- **Work order**: Please restate every line below exactly, without any pictures.

- **Provided records**:
------------------------------------

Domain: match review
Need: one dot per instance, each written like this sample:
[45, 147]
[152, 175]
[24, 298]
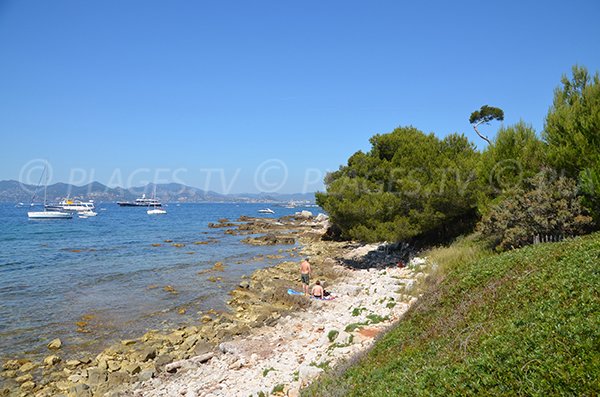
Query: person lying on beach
[318, 291]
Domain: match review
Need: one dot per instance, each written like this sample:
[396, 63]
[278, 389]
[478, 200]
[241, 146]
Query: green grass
[526, 322]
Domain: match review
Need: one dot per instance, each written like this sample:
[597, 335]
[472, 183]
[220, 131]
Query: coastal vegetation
[413, 186]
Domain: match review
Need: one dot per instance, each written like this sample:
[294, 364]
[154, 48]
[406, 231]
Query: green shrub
[549, 207]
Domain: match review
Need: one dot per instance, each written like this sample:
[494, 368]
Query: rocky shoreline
[269, 341]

------------------------------------

- **Answer box**:
Domain: match review
Need: one dot per instance, each written like this sample:
[45, 147]
[152, 175]
[24, 298]
Query: person lying on beach
[318, 291]
Domain: match review
Need: one dot per instance, each written like this sample:
[396, 63]
[278, 389]
[478, 200]
[241, 146]
Query: green grass
[526, 322]
Domain: match review
Need: one dot per instance, each written like this sample:
[597, 335]
[472, 183]
[220, 131]
Query: coastal vegetation
[413, 186]
Domain: match review
Need: one dot per instance, each written like this sample:
[294, 364]
[154, 48]
[406, 231]
Query: green shrub
[549, 207]
Domain: match review
Need: one dot per instance, each written like this sample:
[494, 368]
Query: rocky shoreline
[269, 341]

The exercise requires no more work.